When the state abdicates its primary responsibility it invariably throws its citizens at the mercy of brute non-state operators. It’s true both for the political security sector as well as the private health sectors.
When the Frontier Constabulary and the Levies fail in delivering security and justice, Lashkare Islam and TTP stepped in. Similarly, the failure of public health sector creates the space for private hospitals which come across as money-minting machines. Often, patients with modest financial means – once admitted end up indebted because of the huge bills accruing of consultant’s fees, multiple tests and the lodging.
And once you walk in with a patient, the staff at these commercial health facilities pounces upon like starving vultures, making sure to fleece as much as possible. Every new patient means another money-minting object for doctors, para-medics and the administration – all of them seem to focus on how best to monetize their attention to patients.
Two personal experiences within last three years exposed us to the brutally commercial nature of two prime private hospitals in Islamabad. In the first instance, a surgeon implanted three stents into my father’s artery to save his life. Ironically, the surgeon came several hours later than the time he had indicated for the procedure. So he performed the procedure twice on my 87 year old father, first for two stents and then next day for the third stent. Three months later my father died of cardiac arrest. His treatment had cost more than a million rupees.
Some doctors I consulted later wondered as to why was a seriously sick 87 year old patient put to the angioplasty procedure at all and that two in two installments.
This prompted me to ask the owner of the hospital during a dinner as to whether he would recommend angioplasty for a person above 80.
“No I won’t advise because such a person is already on borrowed time,” came the incredibly shocking reply from the famed surgeon. Why?
Because he had himself signed documents for our father’s surgery by another known surgeon. Oh really, did I? Came the response when I recalled the entire episode. He promised to get back to me which he never did.
For over a weak, the intensive care unit of that hospital looked like a parking lot for the patients of respective surgeons and consultant physicians. Doctors were not supposed to touch other doctor’s patients. And the doctor in-charge would have the moral integrity to seek a second opinion for the ailment of our mother. On a critical day, the consultant doctor didnt show up at all and I drove him myself from his clinic at 1030 p.m to the hospital where my mother was struggling with epileptic fits.

DATA SHOWN:

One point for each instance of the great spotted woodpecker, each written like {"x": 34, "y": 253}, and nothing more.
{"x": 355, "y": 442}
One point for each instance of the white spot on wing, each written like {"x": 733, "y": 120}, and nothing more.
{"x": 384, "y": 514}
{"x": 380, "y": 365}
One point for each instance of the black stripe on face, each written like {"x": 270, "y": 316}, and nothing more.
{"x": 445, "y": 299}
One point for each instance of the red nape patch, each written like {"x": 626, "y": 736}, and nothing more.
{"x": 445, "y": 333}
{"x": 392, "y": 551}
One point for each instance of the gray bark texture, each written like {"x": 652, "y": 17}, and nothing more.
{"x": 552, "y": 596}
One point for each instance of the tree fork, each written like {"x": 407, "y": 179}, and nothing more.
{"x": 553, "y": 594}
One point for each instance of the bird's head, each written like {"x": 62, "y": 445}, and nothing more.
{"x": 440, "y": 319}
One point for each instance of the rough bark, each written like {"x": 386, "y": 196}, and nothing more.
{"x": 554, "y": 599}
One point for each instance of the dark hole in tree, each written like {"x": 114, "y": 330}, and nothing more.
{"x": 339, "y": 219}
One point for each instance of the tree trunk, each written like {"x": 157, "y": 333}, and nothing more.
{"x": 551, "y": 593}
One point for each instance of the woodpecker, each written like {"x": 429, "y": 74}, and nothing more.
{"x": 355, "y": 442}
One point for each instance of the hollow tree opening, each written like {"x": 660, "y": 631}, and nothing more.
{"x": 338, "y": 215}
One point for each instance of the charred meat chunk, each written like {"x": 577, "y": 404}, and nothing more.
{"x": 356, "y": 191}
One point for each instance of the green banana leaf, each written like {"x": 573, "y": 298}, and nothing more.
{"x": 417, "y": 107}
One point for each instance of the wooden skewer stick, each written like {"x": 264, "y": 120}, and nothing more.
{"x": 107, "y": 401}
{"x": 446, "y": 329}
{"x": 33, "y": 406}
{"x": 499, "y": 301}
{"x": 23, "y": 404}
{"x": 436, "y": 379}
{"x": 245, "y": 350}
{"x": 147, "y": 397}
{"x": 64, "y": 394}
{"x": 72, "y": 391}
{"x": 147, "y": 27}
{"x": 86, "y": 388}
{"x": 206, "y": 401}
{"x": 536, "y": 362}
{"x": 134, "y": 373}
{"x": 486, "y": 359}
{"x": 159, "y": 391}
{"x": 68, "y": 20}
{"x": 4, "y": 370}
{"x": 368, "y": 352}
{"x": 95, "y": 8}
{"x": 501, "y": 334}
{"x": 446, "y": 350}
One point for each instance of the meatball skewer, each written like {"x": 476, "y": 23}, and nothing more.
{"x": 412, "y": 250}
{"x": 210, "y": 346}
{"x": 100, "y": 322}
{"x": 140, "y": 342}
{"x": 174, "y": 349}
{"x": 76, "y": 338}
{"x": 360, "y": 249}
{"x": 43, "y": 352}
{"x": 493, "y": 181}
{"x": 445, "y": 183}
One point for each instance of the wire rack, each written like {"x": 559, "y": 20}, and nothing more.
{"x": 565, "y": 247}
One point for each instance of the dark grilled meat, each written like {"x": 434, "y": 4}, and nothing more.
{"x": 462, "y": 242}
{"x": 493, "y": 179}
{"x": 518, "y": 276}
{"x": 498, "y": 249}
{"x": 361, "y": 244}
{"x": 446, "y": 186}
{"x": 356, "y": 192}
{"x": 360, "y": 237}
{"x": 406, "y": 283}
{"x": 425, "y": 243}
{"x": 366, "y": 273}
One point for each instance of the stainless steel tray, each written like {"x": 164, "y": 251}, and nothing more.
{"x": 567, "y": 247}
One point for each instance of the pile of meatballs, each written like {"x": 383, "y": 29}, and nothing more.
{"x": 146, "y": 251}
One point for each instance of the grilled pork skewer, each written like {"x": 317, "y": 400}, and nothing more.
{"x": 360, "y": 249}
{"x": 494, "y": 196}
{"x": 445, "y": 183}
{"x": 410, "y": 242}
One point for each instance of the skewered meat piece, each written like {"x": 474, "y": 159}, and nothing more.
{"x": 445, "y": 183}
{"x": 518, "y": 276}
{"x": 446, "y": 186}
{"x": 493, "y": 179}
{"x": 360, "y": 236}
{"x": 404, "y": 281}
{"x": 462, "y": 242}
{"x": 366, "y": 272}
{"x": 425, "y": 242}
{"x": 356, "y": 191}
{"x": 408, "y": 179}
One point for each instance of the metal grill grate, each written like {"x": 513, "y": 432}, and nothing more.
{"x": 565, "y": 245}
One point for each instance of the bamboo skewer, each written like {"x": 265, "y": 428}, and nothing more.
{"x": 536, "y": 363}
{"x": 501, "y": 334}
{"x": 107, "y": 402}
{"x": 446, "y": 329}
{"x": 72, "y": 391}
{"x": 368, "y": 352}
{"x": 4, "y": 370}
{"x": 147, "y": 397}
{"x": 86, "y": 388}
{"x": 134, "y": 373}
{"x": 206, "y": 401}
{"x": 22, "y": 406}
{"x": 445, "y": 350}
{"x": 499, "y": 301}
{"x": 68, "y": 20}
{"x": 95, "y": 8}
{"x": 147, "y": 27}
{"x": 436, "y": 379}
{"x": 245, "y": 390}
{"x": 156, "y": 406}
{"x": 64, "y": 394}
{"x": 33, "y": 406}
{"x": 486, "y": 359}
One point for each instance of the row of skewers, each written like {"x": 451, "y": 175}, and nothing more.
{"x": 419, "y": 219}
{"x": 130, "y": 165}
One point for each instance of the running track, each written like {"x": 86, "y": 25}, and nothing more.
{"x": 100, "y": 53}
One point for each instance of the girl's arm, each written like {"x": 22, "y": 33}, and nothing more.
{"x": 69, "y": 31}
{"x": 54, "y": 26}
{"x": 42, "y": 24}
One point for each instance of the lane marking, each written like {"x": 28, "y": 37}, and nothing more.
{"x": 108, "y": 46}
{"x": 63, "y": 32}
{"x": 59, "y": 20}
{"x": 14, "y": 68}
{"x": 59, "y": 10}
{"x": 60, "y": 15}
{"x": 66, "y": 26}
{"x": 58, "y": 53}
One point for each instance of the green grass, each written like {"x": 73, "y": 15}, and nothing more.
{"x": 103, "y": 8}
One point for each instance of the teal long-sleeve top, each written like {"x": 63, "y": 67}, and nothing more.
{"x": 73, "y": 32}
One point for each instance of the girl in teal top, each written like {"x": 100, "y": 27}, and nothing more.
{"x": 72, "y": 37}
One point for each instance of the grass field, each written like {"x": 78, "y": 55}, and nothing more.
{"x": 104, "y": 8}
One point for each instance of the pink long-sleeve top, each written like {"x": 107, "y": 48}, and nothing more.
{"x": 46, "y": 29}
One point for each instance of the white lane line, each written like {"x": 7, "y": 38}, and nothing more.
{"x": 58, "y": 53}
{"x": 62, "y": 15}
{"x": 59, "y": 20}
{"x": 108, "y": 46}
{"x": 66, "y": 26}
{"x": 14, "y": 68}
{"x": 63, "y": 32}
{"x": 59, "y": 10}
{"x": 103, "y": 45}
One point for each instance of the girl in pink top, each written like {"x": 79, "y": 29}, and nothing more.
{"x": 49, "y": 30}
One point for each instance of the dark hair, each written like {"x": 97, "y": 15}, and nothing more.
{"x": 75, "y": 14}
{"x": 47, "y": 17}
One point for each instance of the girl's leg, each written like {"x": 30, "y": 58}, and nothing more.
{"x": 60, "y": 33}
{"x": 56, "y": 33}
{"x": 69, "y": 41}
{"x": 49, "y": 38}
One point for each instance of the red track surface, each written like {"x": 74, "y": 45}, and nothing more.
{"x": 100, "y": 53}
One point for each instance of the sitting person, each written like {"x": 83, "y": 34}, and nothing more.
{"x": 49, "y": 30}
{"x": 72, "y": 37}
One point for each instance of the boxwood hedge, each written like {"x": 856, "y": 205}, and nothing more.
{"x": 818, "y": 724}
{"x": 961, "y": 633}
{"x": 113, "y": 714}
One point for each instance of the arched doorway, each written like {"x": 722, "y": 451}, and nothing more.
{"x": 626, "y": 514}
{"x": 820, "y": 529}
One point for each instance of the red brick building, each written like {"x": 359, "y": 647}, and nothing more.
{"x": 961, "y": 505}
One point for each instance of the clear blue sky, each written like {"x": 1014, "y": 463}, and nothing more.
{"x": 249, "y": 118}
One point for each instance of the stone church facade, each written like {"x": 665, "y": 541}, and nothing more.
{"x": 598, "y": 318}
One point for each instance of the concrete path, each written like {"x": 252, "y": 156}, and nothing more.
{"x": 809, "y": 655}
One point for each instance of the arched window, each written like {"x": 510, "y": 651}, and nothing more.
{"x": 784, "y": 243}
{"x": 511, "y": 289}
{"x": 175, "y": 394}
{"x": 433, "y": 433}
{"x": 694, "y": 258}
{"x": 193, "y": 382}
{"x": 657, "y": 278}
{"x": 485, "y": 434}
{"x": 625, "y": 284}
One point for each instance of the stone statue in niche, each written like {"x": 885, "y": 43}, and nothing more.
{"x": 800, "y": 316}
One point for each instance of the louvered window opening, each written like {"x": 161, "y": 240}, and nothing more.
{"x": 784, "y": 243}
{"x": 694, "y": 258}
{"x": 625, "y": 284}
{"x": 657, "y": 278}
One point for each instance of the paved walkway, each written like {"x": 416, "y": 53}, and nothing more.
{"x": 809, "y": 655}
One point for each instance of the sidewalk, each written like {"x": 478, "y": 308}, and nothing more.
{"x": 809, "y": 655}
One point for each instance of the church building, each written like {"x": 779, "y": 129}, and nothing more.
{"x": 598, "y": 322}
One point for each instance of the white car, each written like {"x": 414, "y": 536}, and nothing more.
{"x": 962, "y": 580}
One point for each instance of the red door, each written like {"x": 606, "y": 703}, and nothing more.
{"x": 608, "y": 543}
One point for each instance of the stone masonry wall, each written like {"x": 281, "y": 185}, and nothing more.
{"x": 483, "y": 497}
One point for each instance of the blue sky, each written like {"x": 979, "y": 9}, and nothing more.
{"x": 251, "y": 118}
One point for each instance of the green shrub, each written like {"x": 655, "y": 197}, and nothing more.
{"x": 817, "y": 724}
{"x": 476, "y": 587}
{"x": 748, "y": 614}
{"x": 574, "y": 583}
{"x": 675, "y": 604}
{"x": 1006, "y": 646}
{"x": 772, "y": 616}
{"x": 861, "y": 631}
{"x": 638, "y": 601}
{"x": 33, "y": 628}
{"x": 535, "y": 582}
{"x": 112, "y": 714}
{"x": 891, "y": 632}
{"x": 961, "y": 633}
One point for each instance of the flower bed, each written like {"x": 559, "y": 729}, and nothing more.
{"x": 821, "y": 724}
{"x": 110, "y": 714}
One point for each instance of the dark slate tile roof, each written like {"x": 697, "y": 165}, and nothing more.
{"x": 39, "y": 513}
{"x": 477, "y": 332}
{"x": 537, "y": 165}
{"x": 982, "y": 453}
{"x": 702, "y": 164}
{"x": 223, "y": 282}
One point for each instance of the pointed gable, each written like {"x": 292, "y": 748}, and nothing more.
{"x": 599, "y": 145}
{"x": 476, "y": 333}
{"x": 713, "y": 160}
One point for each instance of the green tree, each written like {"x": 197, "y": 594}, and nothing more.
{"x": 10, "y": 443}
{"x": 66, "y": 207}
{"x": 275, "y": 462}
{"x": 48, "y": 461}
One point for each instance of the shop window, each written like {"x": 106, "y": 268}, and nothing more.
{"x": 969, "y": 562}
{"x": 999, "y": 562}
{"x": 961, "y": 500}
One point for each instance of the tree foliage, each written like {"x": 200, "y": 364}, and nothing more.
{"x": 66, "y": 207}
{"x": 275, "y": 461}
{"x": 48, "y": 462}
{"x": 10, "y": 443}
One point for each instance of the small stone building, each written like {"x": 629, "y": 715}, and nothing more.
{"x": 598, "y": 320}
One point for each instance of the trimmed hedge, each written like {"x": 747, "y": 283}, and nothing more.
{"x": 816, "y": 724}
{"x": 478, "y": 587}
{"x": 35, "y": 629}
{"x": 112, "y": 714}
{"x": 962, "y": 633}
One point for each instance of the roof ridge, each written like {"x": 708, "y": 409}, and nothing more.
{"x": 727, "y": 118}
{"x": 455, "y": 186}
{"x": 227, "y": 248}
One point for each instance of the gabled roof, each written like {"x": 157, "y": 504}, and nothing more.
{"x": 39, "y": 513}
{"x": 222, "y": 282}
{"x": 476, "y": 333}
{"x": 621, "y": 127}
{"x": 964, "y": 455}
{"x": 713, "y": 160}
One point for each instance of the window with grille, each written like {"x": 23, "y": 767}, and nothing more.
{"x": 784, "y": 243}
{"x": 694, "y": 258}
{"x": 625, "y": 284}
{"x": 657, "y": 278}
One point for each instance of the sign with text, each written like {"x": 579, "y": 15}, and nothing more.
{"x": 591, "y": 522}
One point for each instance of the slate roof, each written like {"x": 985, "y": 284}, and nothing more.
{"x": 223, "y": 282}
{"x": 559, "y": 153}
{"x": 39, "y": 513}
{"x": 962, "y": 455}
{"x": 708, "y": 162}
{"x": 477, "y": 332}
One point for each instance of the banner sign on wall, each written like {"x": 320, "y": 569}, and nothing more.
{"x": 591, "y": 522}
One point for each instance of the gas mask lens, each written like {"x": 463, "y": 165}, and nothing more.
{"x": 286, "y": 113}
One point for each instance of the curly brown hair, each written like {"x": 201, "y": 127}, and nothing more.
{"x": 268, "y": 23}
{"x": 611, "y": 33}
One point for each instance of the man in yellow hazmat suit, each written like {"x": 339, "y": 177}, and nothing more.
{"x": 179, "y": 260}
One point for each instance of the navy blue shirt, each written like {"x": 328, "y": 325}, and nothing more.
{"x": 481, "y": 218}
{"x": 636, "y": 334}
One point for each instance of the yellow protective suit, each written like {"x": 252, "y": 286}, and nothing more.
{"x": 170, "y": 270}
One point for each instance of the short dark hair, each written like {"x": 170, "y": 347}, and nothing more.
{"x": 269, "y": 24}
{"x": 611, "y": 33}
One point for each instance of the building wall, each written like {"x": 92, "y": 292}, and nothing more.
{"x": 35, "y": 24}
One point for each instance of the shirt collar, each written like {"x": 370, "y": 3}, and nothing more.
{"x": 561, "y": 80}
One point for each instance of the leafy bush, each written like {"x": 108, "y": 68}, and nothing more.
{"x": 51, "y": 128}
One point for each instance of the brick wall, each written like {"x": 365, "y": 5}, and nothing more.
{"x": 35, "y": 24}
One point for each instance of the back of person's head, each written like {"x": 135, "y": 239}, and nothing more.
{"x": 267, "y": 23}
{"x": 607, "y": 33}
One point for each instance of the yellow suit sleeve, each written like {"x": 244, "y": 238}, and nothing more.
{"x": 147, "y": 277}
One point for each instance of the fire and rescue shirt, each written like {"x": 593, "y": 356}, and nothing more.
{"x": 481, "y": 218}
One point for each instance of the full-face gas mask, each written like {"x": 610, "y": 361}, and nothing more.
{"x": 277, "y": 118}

QUESTIONS ON THE MATERIAL:
a - Using the text on private hospitals, decide whether each statement agrees with it, answering yes or no and quoting the words of the text that decide it: (i) The surgeon put all three stents into the writer's father in a single procedure. (ii) The father's treatment cost more than a million rupees. (iii) The hospital owner later got back to the writer as he had promised.
b - Summarize the text on private hospitals in two sentences.
c - Continue the text on private hospitals from its final sentence.

ANSWERS FOR THE EXERCISE:
a -
(i) No: "So he performed the procedure twice on my 87 year old father, first for two stents and then next day for the third stent."
(ii) Yes: "His treatment had cost more than a million rupees."
(iii) No: "He promised to get back to me which he never did."

b - The text argues that when the state abdicates its responsibility, non-state operators step in, as Lashkare Islam and TTP did in security and as money-minting private hospitals have done in health care, where patients of modest means end up indebted. The writer supports this with family experiences at two private hospitals in Islamabad: an 87-year-old father who received three stents over two procedures and died three months later after treatment costing more than a million rupees, and a mother whose consultant did not show up on a critical day.

c -
Next days were not different either except for a better response after we complained to the executive director of the apathy of doctors and the casual attitude of the staff at the ICU.
During our stay we witnessed another patient being ripped off for what was a simple case of hypertension; within 24 hours, this patient had to cough up almost 40,000 rupees – first for treatment at the emergency and then for a few hours at the ICU – all this because of a false alarm that a consulting doctor had raised when the patient walked in.
Here we are talking of two hospitals which claim to possess DAS ISO 9001-2008 Certification. It’s a hospital where we could spot flies and mosquitos even in the intensive care unit. The wheel of one of the stretcher carts they used to carry critical patients was fractured.
Of course these facilities are far better in appearance, equipment and cleanliness than the public sector hospitals, yet they charge patients as they please.
What is the remedy for the common man, particularly those with limited financial resources?
There is no check on doctors who draw salaries from the government but perform tests and surgeries at private hospitals.
Most of their earning is in cash – particularly at smaller clinics. Tax evasion in this sector, particularly by prominent surgeons and physicians, is brazenly common. Situation in smaller towns are even worse where patients are treated as herd of sheep.
At best private hospitals, individual pontificating medical specialists/surgeons are no different from the hotel and restaurant industry where massive tax evasion goes on and the regulators (ministry of finance) often share the spoils from hefty profits these institutions and individuals make off the helpless patients. No accountability. Nor any sense of responsibility, and hence the rip-off, with countless patients falling victim to the insatiable greed of private hospitals.